Short task: Format all of the data below as a numbered list with one line per entry, omitting blank lines and leaving out the pictures.
********
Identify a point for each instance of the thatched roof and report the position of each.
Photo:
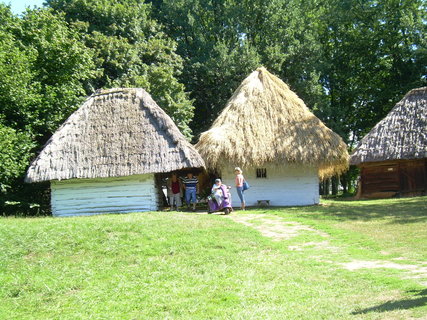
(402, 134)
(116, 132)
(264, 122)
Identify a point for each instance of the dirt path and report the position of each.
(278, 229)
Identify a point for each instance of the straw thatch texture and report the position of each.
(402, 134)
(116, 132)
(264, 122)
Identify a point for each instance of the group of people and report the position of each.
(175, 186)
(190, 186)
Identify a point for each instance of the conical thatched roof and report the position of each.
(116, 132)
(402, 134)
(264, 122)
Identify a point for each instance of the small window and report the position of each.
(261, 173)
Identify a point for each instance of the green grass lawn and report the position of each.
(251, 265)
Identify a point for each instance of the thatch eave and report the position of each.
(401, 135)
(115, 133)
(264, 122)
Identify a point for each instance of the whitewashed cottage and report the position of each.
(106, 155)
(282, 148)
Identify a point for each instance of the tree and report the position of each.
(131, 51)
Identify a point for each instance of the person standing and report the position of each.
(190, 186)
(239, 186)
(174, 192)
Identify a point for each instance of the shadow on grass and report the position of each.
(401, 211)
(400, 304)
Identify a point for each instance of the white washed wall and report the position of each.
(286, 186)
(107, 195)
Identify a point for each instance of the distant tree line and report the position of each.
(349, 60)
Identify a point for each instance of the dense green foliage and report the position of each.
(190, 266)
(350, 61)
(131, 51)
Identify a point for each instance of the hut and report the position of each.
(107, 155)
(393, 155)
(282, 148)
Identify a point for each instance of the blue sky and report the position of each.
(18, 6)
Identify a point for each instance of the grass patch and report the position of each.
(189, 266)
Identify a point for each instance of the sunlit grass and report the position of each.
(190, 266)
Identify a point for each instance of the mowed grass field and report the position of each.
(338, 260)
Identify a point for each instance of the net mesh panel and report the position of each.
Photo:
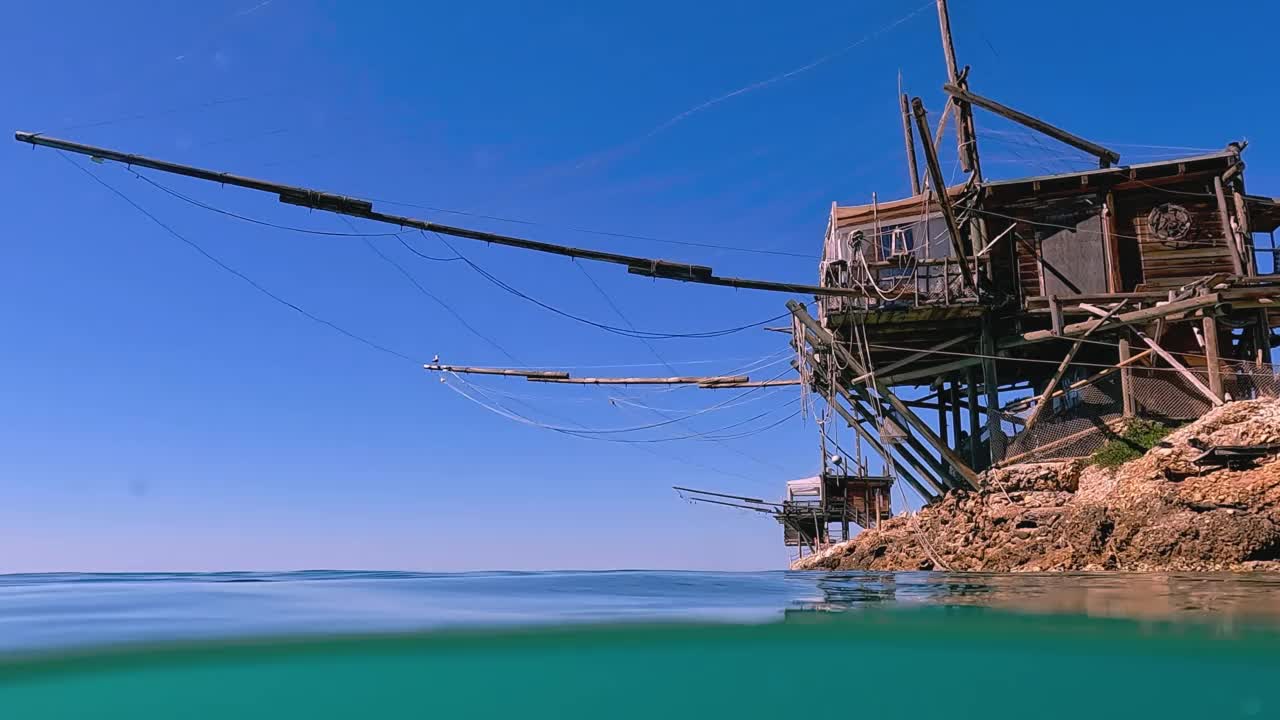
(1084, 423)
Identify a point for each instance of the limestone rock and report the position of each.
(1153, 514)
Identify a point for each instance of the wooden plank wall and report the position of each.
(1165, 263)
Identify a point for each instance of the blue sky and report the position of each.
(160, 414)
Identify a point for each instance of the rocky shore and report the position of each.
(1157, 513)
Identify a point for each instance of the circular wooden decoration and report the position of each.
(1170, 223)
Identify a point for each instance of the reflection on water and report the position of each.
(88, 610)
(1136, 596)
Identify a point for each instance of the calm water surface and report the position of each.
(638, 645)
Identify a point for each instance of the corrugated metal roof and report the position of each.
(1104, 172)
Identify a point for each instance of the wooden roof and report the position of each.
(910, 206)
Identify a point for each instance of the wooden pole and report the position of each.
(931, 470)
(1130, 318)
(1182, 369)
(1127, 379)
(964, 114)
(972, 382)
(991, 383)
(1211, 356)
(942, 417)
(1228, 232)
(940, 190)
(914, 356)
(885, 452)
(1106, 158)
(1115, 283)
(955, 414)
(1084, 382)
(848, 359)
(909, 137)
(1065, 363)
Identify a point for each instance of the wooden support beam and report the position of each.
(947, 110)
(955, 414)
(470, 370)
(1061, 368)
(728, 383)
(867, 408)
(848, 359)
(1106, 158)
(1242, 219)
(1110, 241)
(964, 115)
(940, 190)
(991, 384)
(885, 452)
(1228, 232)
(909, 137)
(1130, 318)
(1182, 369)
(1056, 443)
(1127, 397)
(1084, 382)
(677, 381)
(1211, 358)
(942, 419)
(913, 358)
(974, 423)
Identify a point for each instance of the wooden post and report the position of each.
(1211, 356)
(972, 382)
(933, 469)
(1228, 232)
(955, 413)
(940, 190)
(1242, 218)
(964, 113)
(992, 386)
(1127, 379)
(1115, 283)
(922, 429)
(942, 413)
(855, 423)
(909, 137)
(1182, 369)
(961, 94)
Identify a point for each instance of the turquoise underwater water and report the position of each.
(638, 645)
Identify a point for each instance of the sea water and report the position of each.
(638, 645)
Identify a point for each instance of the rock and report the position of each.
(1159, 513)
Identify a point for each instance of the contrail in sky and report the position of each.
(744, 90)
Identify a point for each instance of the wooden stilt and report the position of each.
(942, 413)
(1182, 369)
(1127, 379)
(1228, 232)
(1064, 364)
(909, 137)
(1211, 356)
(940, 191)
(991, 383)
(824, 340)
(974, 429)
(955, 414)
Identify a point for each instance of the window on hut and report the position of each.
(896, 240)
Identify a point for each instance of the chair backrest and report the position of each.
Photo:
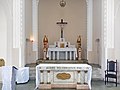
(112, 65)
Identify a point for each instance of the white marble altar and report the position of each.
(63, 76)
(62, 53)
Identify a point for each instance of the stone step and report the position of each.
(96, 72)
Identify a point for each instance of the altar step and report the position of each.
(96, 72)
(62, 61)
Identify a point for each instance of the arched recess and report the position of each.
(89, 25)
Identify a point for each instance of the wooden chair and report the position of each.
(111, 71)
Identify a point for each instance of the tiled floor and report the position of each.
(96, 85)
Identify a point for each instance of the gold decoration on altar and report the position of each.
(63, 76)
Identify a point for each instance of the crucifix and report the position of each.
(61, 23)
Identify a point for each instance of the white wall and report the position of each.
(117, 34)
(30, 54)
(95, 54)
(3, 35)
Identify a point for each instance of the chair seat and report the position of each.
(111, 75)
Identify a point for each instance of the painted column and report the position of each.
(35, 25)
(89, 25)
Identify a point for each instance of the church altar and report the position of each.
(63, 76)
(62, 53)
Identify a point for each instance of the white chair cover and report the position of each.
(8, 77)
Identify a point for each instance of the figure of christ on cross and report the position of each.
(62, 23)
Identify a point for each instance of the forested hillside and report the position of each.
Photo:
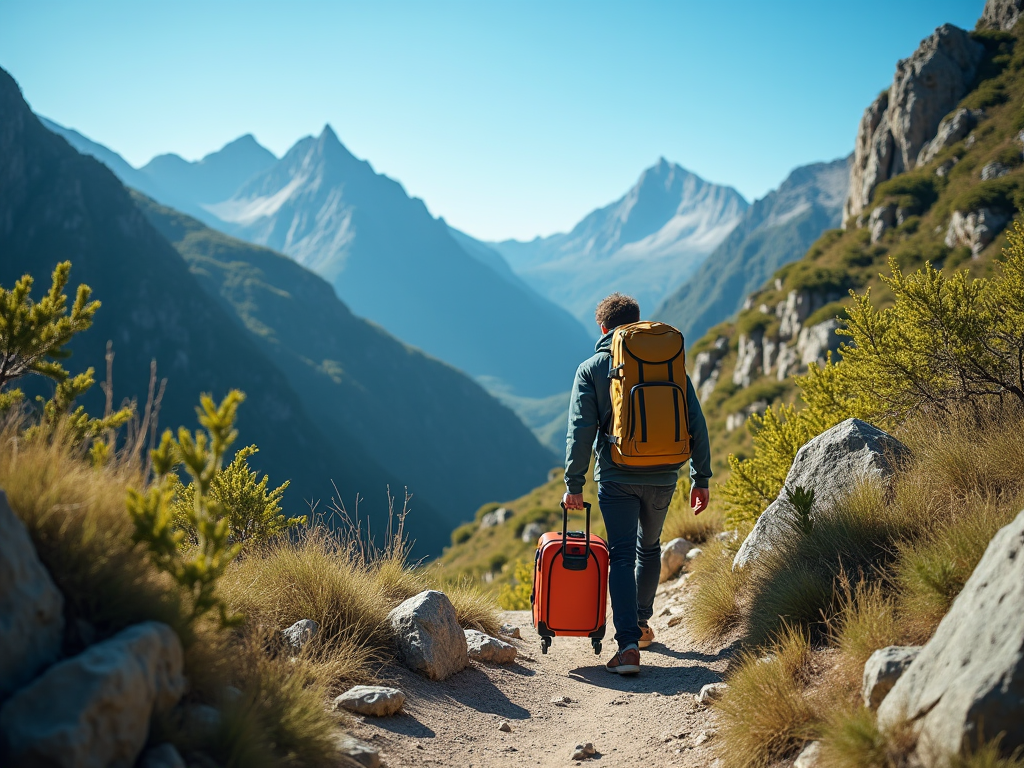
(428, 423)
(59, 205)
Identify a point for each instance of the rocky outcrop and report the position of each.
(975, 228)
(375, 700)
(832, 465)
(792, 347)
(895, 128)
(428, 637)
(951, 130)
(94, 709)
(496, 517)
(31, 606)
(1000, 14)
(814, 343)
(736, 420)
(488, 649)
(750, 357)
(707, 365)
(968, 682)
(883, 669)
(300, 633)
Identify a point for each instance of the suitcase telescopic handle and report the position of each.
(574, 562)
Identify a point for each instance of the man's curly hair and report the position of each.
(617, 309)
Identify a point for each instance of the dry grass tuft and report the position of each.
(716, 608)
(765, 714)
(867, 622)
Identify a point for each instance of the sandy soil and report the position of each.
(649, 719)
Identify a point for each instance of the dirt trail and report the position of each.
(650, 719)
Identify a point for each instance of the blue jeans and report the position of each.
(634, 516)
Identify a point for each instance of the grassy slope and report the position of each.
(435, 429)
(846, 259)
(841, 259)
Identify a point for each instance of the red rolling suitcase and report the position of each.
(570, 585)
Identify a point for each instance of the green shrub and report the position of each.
********
The output:
1. Identify a point for each instance of the thatched roof and report the position of each.
2. Photo:
3. (402, 134)
4. (116, 132)
5. (264, 122)
6. Identify a point for each instance of the dirt path and report the position of each.
7. (278, 229)
8. Identify a point for each instance of the straw thatch texture and report the position of each.
9. (402, 134)
10. (116, 132)
11. (264, 122)
12. Identify a point for each instance of the group of people and report the position of each.
13. (175, 186)
14. (190, 186)
15. Identify a point for each instance of the conical thatched roof and report the position of each.
16. (116, 132)
17. (402, 134)
18. (264, 122)
19. Identify a point for each instance of the small window and report the position of each.
20. (261, 173)
21. Identify a point for each instance of the green grass lawn and report the position of each.
22. (251, 265)
23. Identify a point for each instance of the thatch eave and report the position of each.
24. (401, 135)
25. (115, 133)
26. (264, 122)
27. Identify a point for each instance of the whitewashed cottage and report the position of each.
28. (106, 155)
29. (282, 148)
30. Identify a point for each instance of the tree and report the position of each.
31. (131, 51)
32. Identify a point for each instance of the person standing and report the position of each.
33. (190, 186)
34. (239, 186)
35. (174, 192)
36. Identify a point for each instance of the shadow on grass and report the position of each.
37. (401, 211)
38. (400, 304)
39. Identify a point for each instance of the white washed wall and report the position of each.
40. (286, 186)
41. (107, 195)
42. Identify a point for each instance of the distant tree line and report the position of each.
43. (349, 60)
44. Identify a point for each instance of the dense green foliage and report the position of each.
45. (190, 266)
46. (350, 61)
47. (131, 51)
48. Identify a point for each instance of the hut and report the position of each.
49. (107, 155)
50. (393, 155)
51. (282, 148)
52. Identify a point for each instance of the blue sky and report the position of each.
53. (18, 6)
54. Identify a point for each instance of the grass patch and report the position of each.
55. (189, 266)
56. Identify a point for each instance of the sunlit grass and report the position of each.
57. (190, 266)
58. Identify a point for each instance of the mowed grass field and report the position of each.
59. (338, 260)
60. Identify a point for each instance of the net mesh panel and report the position of each.
61. Photo:
62. (1084, 423)
63. Identify a point for each instance of the limestone rock and report the position of each.
64. (1153, 514)
65. Identify a point for each instance of the wooden plank wall and report the position of each.
66. (1165, 263)
67. Identify a point for each instance of the blue sky and report the position of each.
68. (160, 414)
69. Identify a point for each instance of the rocky shore and report the position of each.
70. (1157, 513)
71. Identify a point for each instance of the circular wooden decoration and report the position of each.
72. (1170, 223)
73. Identify a point for each instance of the reflection on water and report the position of each.
74. (88, 610)
75. (1136, 596)
76. Identify a point for each instance of the calm water surface and report the position of each.
77. (638, 645)
78. Identify a point for each instance of the corrugated metal roof and report the position of each.
79. (1104, 172)
80. Identify a point for each instance of the wooden roof and report the position of each.
81. (910, 206)
82. Identify a point for each instance of the wooden pole and report the position of each.
83. (931, 470)
84. (1130, 318)
85. (1182, 369)
86. (1127, 379)
87. (964, 114)
88. (972, 382)
89. (991, 383)
90. (1211, 356)
91. (942, 417)
92. (1228, 232)
93. (940, 190)
94. (914, 356)
95. (885, 452)
96. (1106, 158)
97. (1115, 283)
98. (955, 414)
99. (1084, 382)
100. (848, 359)
101. (909, 137)
102. (1065, 363)
103. Identify a point for each instance of the wooden support beam and report the position of each.
104. (947, 110)
105. (955, 414)
106. (470, 370)
107. (1061, 368)
108. (728, 383)
109. (867, 408)
110. (848, 359)
111. (1106, 158)
112. (1242, 219)
113. (1110, 241)
114. (964, 115)
115. (940, 190)
116. (991, 384)
117. (885, 452)
118. (1228, 232)
119. (909, 137)
120. (1130, 318)
121. (1182, 369)
122. (1056, 443)
123. (1127, 397)
124. (1084, 382)
125. (677, 381)
126. (1211, 358)
127. (942, 419)
128. (913, 358)
129. (974, 423)
130. Identify a point for each instance of the wooden post and report the position of each.
131. (1211, 356)
132. (972, 382)
133. (933, 469)
134. (1228, 232)
135. (955, 413)
136. (940, 190)
137. (1242, 218)
138. (964, 113)
139. (992, 386)
140. (1127, 379)
141. (1115, 283)
142. (922, 429)
143. (942, 413)
144. (855, 423)
145. (909, 137)
146. (1182, 369)
147. (961, 94)
148. Identify a point for each instance of the turquoise underwater water and report the position of each.
149. (638, 645)
150. Identify a point for each instance of the sea water and report the position of each.
151. (638, 645)
152. Identify a point for each instance of the rock and report the position of each.
153. (1159, 513)
154. Identify a point for each instance of the contrail in sky and report the position of each.
155. (744, 90)
156. Identify a point for each instance of the wooden stilt and report the position of each.
157. (942, 413)
158. (1182, 369)
159. (1127, 379)
160. (1228, 232)
161. (1064, 364)
162. (909, 137)
163. (1211, 356)
164. (940, 191)
165. (991, 383)
166. (824, 340)
167. (974, 429)
168. (955, 414)
169. Identify a point for each instance of the window on hut and report the position of each.
170. (896, 240)
171. Identify a point for each instance of the chair backrest and report the position of each.
172. Photo:
173. (112, 65)
174. Identify a point for each instance of the white marble altar and report the position of each.
175. (63, 76)
176. (62, 53)
177. Identify a point for each instance of the stone step and report the position of each.
178. (96, 72)
179. Identify a point for each instance of the altar step and report the position of each.
180. (96, 72)
181. (62, 61)
182. Identify a point for each instance of the arched recess and report the position of each.
183. (89, 25)
184. Identify a point for each instance of the wooden chair and report the position of each.
185. (111, 71)
186. Identify a point for each instance of the tiled floor and report the position of each.
187. (96, 85)
188. Identify a point for each instance of the gold decoration on altar and report the position of each.
189. (63, 76)
190. Identify a point for each instance of the crucifix and report the position of each.
191. (61, 23)
192. Identify a point for each instance of the white wall and report the position of each.
193. (117, 34)
194. (30, 54)
195. (95, 54)
196. (3, 35)
197. Identify a point for each instance of the chair seat and report the position of each.
198. (111, 75)
199. Identify a point for each instance of the painted column and report the position of each.
200. (35, 25)
201. (89, 25)
202. Identify a point for each instance of the church altar and report the position of each.
203. (63, 76)
204. (62, 53)
205. Identify a point for each instance of the white chair cover and report the position of each.
206. (8, 77)
207. Identify a point for each instance of the figure of christ on cross and report the position of each.
208. (62, 23)
209. Identify a point for each instance of the forested hillside and report the position of each.
210. Photo:
211. (428, 423)
212. (59, 205)
213. Identify a point for each instance of the rocky outcrop and report the position of each.
214. (975, 228)
215. (375, 700)
216. (832, 465)
217. (792, 347)
218. (895, 128)
219. (428, 637)
220. (951, 130)
221. (94, 709)
222. (496, 517)
223. (31, 606)
224. (1000, 14)
225. (814, 343)
226. (736, 420)
227. (488, 649)
228. (750, 357)
229. (707, 365)
230. (968, 682)
231. (883, 669)
232. (300, 633)
233. Identify a point for each instance of the suitcase telescopic handle and report the position of each.
234. (574, 562)
235. Identify a point for each instance of the man's curly hair and report the position of each.
236. (617, 309)
237. Identify a point for each instance of the dry grass tuft and report the position of each.
238. (716, 608)
239. (765, 714)
240. (867, 622)
241. Identify a point for each instance of the sandy soil and report the position of each.
242. (649, 719)
243. Identify a point for each instance of the dirt trail and report the position of each.
244. (650, 719)
245. Identify a point for each instance of the blue jeans and report the position of each.
246. (634, 516)
247. Identify a point for each instance of the grassy slope and report the position of each.
248. (435, 429)
249. (846, 259)
250. (841, 259)
251. Identify a point for each instance of the red rolling suitcase and report the position of each.
252. (570, 585)
253. Identify a point for each instance of the green shrub and report the position of each.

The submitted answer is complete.